_Task to carry out_: Convert the lines below, from the first one through the line containing "x=371, y=951", inclusive, into a numbered list. Skip blank lines and leave the pictures out.

--------------------------------------------------

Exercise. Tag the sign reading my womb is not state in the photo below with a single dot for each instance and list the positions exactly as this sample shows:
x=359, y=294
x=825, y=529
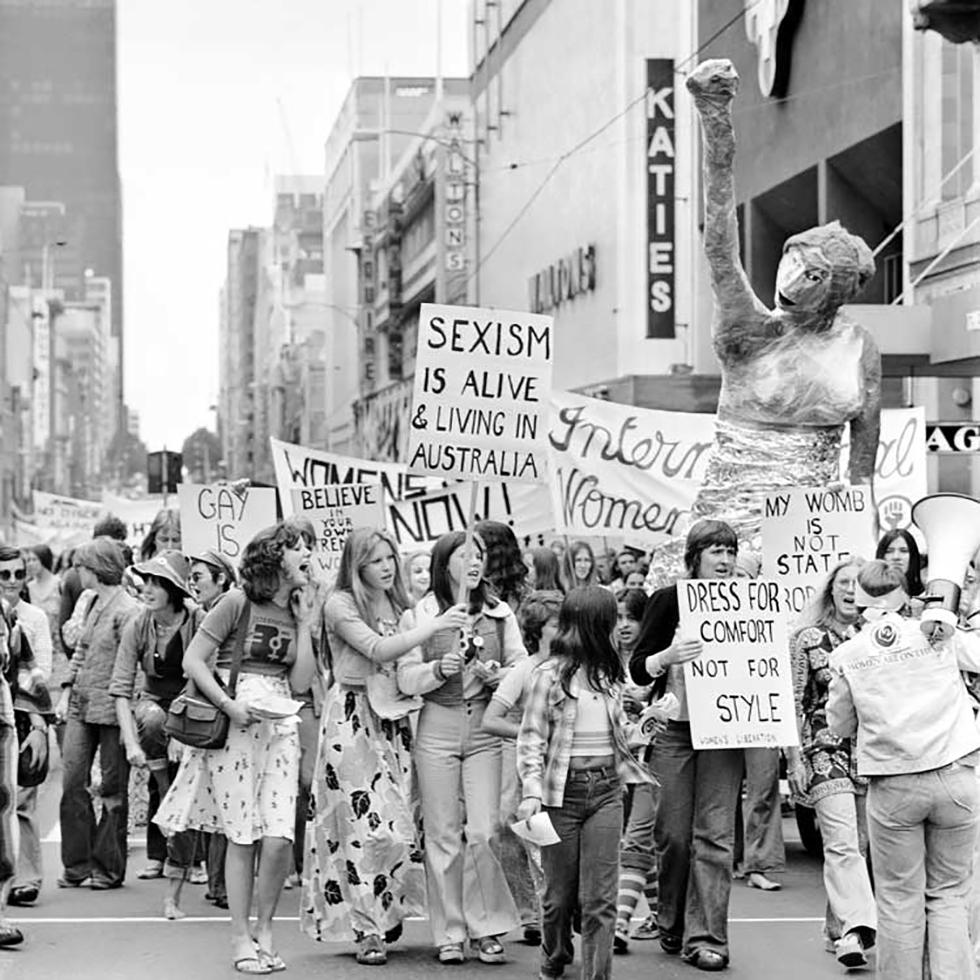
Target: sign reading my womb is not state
x=740, y=689
x=480, y=404
x=222, y=517
x=335, y=510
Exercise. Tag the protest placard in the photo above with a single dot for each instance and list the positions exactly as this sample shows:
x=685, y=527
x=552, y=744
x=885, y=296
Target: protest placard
x=223, y=517
x=740, y=689
x=335, y=510
x=482, y=393
x=807, y=532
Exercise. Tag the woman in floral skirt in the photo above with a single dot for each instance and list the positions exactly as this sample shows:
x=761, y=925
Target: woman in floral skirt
x=363, y=871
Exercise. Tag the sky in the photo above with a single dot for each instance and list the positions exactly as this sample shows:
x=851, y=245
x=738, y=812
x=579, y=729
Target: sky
x=208, y=91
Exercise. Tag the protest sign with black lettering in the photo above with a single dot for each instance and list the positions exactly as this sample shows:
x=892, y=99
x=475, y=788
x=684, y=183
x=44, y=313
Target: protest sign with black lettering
x=807, y=532
x=740, y=689
x=335, y=510
x=481, y=400
x=223, y=517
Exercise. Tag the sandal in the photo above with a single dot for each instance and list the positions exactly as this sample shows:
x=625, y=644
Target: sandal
x=489, y=950
x=452, y=953
x=371, y=951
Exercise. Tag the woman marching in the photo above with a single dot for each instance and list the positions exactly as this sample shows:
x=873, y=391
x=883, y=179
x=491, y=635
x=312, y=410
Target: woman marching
x=247, y=789
x=363, y=869
x=459, y=764
x=573, y=760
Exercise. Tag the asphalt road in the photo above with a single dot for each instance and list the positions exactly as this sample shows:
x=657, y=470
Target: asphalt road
x=78, y=935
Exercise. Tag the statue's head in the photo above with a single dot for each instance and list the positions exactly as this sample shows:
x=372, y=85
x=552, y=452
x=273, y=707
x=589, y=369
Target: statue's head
x=821, y=269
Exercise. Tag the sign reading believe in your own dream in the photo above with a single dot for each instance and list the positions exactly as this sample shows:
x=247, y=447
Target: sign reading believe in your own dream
x=480, y=405
x=808, y=532
x=740, y=690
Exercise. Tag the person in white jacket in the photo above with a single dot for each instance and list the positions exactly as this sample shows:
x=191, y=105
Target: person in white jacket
x=900, y=694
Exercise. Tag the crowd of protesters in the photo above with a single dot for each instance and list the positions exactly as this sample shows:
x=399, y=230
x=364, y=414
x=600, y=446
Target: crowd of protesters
x=437, y=697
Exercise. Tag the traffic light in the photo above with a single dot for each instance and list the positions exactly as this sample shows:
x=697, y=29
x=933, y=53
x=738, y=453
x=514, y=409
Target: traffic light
x=163, y=471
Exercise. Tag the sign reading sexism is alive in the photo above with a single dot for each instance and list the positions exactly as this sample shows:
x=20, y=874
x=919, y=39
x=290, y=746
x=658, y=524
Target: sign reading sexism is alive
x=740, y=689
x=335, y=510
x=480, y=406
x=222, y=517
x=808, y=531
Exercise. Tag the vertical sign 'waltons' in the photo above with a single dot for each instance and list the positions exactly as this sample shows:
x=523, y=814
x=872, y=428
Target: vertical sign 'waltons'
x=660, y=198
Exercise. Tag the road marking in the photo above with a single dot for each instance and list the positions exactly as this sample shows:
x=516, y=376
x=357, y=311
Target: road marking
x=159, y=920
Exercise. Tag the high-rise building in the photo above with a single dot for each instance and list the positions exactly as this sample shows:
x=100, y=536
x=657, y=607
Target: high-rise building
x=58, y=133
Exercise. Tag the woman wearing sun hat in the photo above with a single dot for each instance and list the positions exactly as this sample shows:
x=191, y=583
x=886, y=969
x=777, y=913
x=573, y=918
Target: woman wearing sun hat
x=154, y=643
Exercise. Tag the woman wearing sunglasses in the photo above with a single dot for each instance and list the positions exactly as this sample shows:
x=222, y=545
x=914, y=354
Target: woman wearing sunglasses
x=154, y=643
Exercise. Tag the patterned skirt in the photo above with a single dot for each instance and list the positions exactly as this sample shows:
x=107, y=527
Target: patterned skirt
x=245, y=790
x=363, y=872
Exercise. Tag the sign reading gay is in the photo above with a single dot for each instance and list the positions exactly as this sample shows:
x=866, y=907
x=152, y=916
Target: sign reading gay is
x=480, y=406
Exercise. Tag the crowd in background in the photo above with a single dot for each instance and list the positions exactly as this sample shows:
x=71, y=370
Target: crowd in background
x=435, y=698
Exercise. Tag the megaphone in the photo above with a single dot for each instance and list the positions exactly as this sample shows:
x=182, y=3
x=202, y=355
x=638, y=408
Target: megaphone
x=950, y=523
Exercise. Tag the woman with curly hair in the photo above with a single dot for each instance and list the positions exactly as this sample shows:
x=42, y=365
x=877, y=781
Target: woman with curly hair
x=823, y=771
x=247, y=789
x=457, y=762
x=363, y=870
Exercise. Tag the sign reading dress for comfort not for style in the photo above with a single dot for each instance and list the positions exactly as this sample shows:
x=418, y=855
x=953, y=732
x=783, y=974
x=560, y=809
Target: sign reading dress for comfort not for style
x=480, y=406
x=740, y=690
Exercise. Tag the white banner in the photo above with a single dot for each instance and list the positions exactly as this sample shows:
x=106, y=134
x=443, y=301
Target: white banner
x=222, y=517
x=335, y=511
x=740, y=690
x=419, y=508
x=480, y=401
x=807, y=532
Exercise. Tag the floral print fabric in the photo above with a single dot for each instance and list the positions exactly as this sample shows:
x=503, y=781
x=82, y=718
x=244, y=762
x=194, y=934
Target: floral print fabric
x=363, y=870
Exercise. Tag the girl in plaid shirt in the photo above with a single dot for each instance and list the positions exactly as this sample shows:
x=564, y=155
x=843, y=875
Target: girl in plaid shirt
x=573, y=759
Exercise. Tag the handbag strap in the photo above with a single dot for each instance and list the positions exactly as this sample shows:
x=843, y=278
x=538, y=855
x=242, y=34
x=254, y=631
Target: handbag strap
x=241, y=629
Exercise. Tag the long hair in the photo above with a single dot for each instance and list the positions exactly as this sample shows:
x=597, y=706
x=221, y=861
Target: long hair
x=357, y=550
x=913, y=577
x=533, y=614
x=261, y=566
x=442, y=586
x=504, y=568
x=168, y=517
x=584, y=638
x=701, y=537
x=568, y=566
x=547, y=571
x=820, y=611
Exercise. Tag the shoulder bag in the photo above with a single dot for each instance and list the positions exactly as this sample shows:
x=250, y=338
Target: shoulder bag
x=194, y=719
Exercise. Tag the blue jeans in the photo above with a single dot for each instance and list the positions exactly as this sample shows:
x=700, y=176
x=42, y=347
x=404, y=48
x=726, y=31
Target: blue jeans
x=583, y=869
x=87, y=849
x=695, y=837
x=922, y=828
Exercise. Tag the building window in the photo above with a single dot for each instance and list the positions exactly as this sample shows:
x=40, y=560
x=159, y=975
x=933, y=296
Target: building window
x=957, y=117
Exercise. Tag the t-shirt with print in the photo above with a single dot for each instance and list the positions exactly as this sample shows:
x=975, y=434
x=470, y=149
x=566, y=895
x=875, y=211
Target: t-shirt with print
x=270, y=645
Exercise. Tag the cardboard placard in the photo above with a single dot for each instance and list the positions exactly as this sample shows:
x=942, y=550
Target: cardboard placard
x=480, y=406
x=807, y=532
x=335, y=510
x=223, y=517
x=740, y=690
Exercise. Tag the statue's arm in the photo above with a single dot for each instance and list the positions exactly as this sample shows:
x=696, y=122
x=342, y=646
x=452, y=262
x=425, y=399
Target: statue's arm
x=866, y=426
x=738, y=309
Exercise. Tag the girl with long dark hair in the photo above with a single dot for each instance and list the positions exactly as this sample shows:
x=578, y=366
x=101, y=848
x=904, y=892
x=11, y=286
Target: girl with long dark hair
x=573, y=759
x=458, y=763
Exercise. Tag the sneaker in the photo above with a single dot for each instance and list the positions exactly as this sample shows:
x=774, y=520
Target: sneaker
x=850, y=951
x=647, y=929
x=452, y=953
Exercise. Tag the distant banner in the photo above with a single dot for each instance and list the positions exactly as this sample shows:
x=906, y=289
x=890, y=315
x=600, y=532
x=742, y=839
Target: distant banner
x=740, y=689
x=334, y=512
x=807, y=532
x=223, y=518
x=621, y=470
x=419, y=509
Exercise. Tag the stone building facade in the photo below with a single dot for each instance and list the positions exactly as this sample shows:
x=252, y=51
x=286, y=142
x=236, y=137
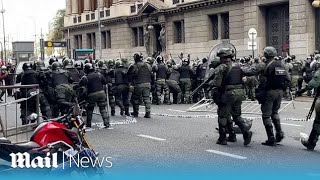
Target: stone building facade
x=192, y=26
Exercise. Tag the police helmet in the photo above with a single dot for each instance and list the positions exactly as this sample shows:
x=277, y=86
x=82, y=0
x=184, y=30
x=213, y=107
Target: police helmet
x=86, y=61
x=225, y=53
x=186, y=61
x=66, y=62
x=100, y=63
x=159, y=59
x=150, y=61
x=88, y=67
x=204, y=60
x=27, y=66
x=137, y=57
x=269, y=52
x=51, y=61
x=111, y=63
x=56, y=65
x=119, y=63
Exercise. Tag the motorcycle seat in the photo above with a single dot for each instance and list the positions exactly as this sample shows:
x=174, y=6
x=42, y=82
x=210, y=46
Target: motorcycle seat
x=28, y=145
x=5, y=140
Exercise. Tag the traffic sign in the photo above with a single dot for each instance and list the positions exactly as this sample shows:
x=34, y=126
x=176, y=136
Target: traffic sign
x=252, y=33
x=252, y=47
x=55, y=44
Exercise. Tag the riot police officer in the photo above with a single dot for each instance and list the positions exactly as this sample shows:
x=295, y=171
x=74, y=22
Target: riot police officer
x=315, y=132
x=122, y=88
x=27, y=77
x=64, y=93
x=274, y=80
x=161, y=73
x=228, y=83
x=94, y=83
x=173, y=82
x=73, y=72
x=186, y=74
x=296, y=74
x=43, y=91
x=140, y=76
x=201, y=75
x=153, y=90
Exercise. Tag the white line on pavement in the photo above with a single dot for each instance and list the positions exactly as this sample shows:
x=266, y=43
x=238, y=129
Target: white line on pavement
x=176, y=110
x=296, y=125
x=226, y=154
x=151, y=137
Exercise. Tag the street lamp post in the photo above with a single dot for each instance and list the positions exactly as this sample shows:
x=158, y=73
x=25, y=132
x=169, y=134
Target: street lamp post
x=4, y=33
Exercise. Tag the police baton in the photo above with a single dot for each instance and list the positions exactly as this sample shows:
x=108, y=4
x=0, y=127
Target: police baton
x=312, y=106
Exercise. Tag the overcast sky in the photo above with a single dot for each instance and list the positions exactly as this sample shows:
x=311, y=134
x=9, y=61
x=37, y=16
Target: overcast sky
x=23, y=17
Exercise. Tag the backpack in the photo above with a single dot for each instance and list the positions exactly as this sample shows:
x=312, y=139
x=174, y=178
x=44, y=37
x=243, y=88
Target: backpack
x=276, y=74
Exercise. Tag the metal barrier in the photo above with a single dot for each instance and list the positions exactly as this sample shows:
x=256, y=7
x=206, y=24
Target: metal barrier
x=10, y=110
x=248, y=107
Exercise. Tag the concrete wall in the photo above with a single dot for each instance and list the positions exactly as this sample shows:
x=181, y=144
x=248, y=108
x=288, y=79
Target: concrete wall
x=243, y=15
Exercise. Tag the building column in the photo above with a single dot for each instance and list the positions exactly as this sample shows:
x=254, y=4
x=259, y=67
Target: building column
x=87, y=7
x=68, y=7
x=101, y=3
x=74, y=5
x=302, y=28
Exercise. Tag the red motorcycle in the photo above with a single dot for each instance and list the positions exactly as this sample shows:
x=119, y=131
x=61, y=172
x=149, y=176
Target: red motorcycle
x=54, y=136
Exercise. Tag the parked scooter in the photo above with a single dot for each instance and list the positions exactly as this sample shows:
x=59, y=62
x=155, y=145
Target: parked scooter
x=64, y=136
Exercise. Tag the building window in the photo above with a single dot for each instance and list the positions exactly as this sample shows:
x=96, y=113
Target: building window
x=225, y=26
x=109, y=3
x=179, y=32
x=107, y=12
x=214, y=27
x=138, y=35
x=106, y=39
x=102, y=14
x=103, y=40
x=78, y=41
x=91, y=40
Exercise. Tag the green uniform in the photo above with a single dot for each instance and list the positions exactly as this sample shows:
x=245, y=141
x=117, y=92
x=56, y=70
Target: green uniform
x=228, y=80
x=315, y=132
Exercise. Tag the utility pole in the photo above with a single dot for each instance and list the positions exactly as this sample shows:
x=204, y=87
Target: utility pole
x=99, y=31
x=4, y=33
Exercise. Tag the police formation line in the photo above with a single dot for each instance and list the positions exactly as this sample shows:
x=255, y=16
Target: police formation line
x=118, y=82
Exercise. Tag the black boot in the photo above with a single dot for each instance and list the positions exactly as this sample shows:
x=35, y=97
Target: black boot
x=89, y=119
x=271, y=140
x=247, y=137
x=310, y=144
x=126, y=111
x=122, y=112
x=223, y=136
x=232, y=134
x=147, y=115
x=279, y=133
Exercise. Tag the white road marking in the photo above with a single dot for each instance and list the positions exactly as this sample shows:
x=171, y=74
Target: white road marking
x=296, y=125
x=176, y=110
x=226, y=154
x=151, y=137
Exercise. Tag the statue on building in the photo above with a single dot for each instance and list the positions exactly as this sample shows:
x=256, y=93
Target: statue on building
x=162, y=38
x=147, y=40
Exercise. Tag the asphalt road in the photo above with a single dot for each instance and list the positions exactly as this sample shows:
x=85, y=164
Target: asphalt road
x=186, y=141
x=180, y=141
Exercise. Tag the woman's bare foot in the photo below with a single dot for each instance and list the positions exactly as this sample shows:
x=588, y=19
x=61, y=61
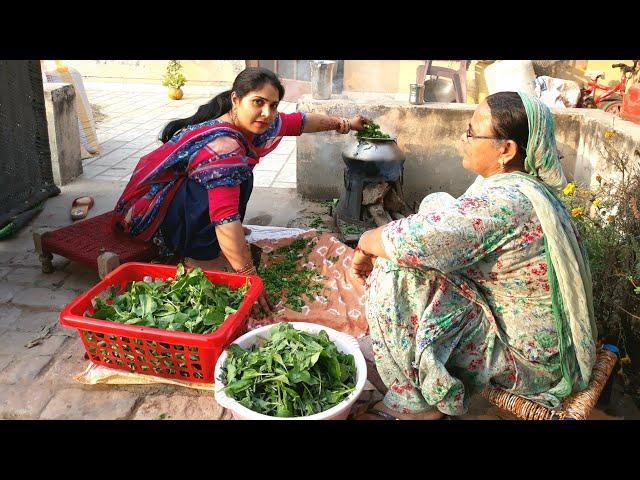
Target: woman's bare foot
x=381, y=407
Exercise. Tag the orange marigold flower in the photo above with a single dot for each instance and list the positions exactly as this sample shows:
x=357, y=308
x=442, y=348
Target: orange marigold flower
x=569, y=189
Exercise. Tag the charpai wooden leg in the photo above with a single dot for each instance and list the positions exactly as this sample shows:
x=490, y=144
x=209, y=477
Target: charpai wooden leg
x=45, y=256
x=107, y=261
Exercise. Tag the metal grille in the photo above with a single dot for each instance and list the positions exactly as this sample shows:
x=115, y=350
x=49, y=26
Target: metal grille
x=26, y=178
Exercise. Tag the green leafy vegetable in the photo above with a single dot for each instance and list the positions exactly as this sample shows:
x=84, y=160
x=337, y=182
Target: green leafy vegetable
x=285, y=278
x=293, y=374
x=371, y=130
x=187, y=303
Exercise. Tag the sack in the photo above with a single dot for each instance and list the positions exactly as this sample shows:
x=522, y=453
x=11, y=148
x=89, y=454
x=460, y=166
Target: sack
x=556, y=92
x=58, y=72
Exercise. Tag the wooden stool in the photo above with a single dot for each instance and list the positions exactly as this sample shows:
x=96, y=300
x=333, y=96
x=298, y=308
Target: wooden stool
x=577, y=406
x=93, y=243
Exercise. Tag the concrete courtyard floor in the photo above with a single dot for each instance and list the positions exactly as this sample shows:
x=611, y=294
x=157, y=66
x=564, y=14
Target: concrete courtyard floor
x=38, y=357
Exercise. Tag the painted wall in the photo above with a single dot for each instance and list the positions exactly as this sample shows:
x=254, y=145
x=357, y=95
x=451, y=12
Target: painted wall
x=429, y=135
x=198, y=72
x=384, y=76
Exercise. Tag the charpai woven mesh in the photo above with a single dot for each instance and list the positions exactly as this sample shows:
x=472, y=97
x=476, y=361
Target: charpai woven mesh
x=85, y=240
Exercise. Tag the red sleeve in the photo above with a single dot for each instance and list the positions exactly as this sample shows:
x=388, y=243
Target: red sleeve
x=224, y=204
x=292, y=124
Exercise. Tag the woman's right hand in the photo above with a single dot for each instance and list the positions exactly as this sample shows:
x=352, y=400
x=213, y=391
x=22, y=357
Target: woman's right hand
x=361, y=266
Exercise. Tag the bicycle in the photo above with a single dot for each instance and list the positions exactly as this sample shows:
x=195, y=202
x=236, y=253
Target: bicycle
x=611, y=100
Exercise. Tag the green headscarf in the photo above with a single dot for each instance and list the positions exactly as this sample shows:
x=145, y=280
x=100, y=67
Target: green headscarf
x=542, y=158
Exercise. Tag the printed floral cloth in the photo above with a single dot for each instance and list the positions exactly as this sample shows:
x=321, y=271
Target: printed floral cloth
x=472, y=309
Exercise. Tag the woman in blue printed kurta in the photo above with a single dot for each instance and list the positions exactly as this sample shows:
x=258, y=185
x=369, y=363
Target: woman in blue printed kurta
x=477, y=290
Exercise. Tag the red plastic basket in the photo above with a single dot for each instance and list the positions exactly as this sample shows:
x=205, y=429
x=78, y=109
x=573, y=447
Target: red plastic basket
x=154, y=351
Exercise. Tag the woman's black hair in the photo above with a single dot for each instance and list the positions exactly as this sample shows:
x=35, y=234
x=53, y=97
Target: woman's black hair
x=252, y=78
x=509, y=120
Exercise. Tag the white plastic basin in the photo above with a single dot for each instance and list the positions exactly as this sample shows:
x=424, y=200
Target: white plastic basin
x=344, y=343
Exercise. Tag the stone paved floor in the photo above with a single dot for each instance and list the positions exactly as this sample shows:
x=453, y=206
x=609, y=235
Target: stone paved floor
x=134, y=119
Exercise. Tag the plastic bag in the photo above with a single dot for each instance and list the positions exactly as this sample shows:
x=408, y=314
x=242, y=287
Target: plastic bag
x=557, y=92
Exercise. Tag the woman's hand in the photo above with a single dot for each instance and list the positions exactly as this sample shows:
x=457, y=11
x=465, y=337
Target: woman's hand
x=361, y=266
x=358, y=122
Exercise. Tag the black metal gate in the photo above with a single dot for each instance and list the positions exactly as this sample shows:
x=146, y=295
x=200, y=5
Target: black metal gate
x=26, y=178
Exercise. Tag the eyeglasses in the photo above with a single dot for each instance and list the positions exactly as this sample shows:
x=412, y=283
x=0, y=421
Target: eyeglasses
x=469, y=135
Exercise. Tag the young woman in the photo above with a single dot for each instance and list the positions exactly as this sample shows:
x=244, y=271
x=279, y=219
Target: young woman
x=189, y=196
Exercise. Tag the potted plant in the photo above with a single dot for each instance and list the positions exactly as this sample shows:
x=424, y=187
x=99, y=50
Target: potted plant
x=174, y=79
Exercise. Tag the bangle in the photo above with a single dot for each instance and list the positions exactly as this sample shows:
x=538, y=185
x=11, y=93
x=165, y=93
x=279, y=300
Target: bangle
x=344, y=126
x=247, y=269
x=358, y=249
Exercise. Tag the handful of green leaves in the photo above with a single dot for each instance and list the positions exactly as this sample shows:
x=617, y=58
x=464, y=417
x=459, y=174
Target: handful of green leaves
x=293, y=374
x=187, y=303
x=371, y=130
x=284, y=278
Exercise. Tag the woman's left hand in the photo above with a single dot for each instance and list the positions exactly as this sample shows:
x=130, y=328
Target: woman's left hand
x=358, y=122
x=361, y=266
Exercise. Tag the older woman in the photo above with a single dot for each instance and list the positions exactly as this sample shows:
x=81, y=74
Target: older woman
x=491, y=288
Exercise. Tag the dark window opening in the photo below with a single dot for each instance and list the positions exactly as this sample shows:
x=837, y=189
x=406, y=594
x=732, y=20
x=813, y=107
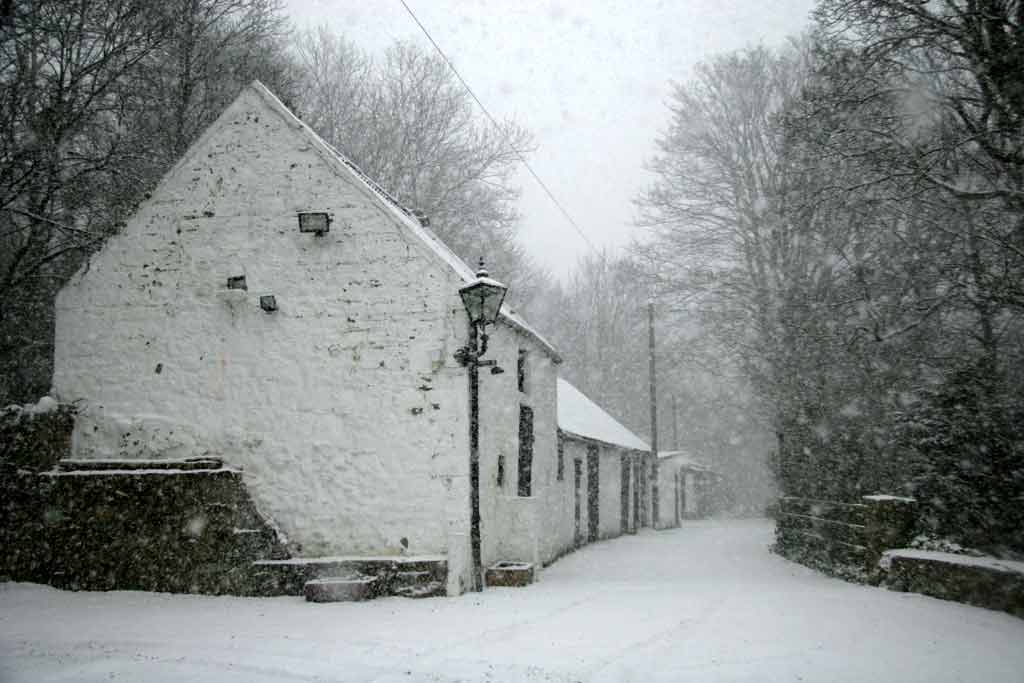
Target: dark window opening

--------------------------------------------------

_Completed exercise_:
1. Exercise. Tag the sign reading my womb is not state in the photo below with a single dot for each instance and list the positions exactly as this sample shows:
2. x=359, y=294
3. x=825, y=529
4. Target: sign reading my womb is not state
5. x=740, y=689
6. x=480, y=404
7. x=222, y=517
8. x=335, y=510
9. Exercise. Tag the protest placard in the photo above with a single dot for each instance and list the positions exactly as this sample shows:
10. x=685, y=527
11. x=552, y=744
12. x=885, y=296
13. Target: protest placard
14. x=223, y=517
15. x=740, y=689
16. x=335, y=510
17. x=482, y=393
18. x=807, y=532
19. Exercise. Tag the woman in floral skirt in the photo above with a single dot for each instance and list the positions exactly as this sample shows:
20. x=761, y=925
21. Target: woman in floral skirt
22. x=363, y=871
23. Exercise. Tag the sky in the photo above with a single dot for each instance and list the positions exactly as this sample shows:
24. x=851, y=245
25. x=738, y=812
26. x=579, y=729
27. Target: sky
28. x=208, y=91
29. Exercise. Tag the protest sign with black lettering in the photo above with a single dot for each instance and list the positions exactly as this sample shows:
30. x=892, y=99
31. x=475, y=788
32. x=684, y=183
33. x=44, y=313
34. Target: protest sign with black lettering
35. x=807, y=532
36. x=740, y=689
37. x=335, y=510
38. x=481, y=400
39. x=223, y=517
40. Exercise. Tag the sandal in the photo above with a single dot for each instance and list the positions exactly as this sample shows:
41. x=625, y=644
42. Target: sandal
43. x=489, y=950
44. x=452, y=953
45. x=371, y=951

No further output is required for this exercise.